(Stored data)
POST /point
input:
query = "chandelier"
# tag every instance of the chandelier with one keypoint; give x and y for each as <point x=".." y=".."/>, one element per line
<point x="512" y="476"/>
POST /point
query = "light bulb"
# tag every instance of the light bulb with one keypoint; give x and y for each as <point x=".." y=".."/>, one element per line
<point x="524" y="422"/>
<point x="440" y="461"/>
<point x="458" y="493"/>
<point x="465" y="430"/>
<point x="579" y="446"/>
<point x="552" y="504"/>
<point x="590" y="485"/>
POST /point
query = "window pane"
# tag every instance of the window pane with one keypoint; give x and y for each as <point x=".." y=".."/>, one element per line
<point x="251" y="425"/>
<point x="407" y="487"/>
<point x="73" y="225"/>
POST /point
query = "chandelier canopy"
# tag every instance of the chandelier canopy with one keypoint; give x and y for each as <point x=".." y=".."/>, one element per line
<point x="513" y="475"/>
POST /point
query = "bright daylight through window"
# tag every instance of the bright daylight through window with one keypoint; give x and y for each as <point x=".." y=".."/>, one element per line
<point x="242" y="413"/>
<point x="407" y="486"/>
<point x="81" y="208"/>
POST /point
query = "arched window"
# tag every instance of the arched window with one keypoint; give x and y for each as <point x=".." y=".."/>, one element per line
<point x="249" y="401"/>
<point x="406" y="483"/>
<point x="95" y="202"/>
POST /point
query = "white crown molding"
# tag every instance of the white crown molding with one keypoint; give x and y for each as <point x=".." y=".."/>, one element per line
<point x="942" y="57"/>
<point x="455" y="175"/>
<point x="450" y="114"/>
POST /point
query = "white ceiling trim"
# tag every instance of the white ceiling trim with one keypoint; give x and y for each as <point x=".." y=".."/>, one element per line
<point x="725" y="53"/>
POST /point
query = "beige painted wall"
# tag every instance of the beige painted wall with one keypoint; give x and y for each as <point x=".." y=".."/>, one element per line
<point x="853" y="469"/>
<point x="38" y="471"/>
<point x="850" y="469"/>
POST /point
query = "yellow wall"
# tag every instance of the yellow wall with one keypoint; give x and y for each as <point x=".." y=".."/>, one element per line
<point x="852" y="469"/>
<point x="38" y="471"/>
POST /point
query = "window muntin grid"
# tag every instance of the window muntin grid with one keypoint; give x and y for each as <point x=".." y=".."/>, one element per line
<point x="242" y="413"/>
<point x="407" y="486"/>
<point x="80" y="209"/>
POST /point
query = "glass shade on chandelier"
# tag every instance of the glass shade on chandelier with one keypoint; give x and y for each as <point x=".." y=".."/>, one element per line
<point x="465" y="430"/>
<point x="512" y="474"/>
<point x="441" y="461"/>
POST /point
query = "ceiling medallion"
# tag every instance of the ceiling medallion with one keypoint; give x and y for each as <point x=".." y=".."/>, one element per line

### Stated problem
Go through the listing and print each line exactly as it appears.

### Reply
POST /point
input:
query = "chandelier"
# tag every instance of the chandelier with one keypoint; give x and y for each as <point x=".." y=".."/>, one element per line
<point x="512" y="476"/>
POST /point
query = "light bulb"
# tag every instance of the light bulb with one keypoint; give x and y for each as <point x=".." y=".."/>, one element per line
<point x="524" y="422"/>
<point x="440" y="461"/>
<point x="458" y="493"/>
<point x="465" y="430"/>
<point x="579" y="446"/>
<point x="552" y="504"/>
<point x="590" y="485"/>
POST /point
query = "window pane"
# tag every instance of the window pane with one keypoint; give x and y for each as <point x=".." y=".."/>, one element per line
<point x="251" y="425"/>
<point x="407" y="487"/>
<point x="73" y="225"/>
POST /point
query = "chandelier canopy"
# tag every instance of the chandelier canopy with one keypoint; give x and y for each as <point x=".." y=".."/>, one element per line
<point x="513" y="475"/>
POST /point
query = "bright daylight through window"
# tag every instance of the bright daylight through window with one keypoint; give x and y for each as <point x=".." y=".."/>, one element per line
<point x="242" y="413"/>
<point x="407" y="486"/>
<point x="81" y="208"/>
POST /point
query = "arched window"
# tag every instance of the arched window with one keypoint; give x and y for each as <point x=".." y=".."/>, one element per line
<point x="249" y="401"/>
<point x="406" y="483"/>
<point x="95" y="202"/>
POST /point
query = "white crown molding"
# tag every instance of the white crown molding with one keypoint; give x and y for each as <point x=".." y=".."/>, one element per line
<point x="942" y="57"/>
<point x="455" y="175"/>
<point x="450" y="114"/>
POST /point
query = "white ceiling trim"
# tag every instance of the white ceiling trim with one keypoint; give x and y for each as <point x=".." y=".."/>, one element per line
<point x="725" y="53"/>
POST /point
query = "beige painted wall"
# tag every instance of the beige painted wall with one keypoint; give x and y for each as <point x=".." y=".."/>, one element per line
<point x="853" y="469"/>
<point x="38" y="471"/>
<point x="850" y="469"/>
POST /point
query = "yellow wall"
# tag every instance of the yellow wall with one keypoint; give x and y for each as <point x=".." y=".."/>, one element per line
<point x="852" y="469"/>
<point x="38" y="471"/>
POST /point
query = "window muntin grid"
# tag every instance of the window muntin grid with one keypoint; give x and y for each as <point x=".." y=".."/>, one element per line
<point x="242" y="413"/>
<point x="407" y="486"/>
<point x="80" y="209"/>
POST /point
query = "glass shade on chandelier"
# tag every instance of the glass shade on chandelier with one keypoint; give x and y for each as <point x=".." y=".."/>, one element per line
<point x="465" y="430"/>
<point x="512" y="474"/>
<point x="441" y="461"/>
POST /point
query = "ceiling medallion"
# tag every instance of the ceiling medallion with one keypoint; give x and y for each as <point x=".." y=".."/>, one element per line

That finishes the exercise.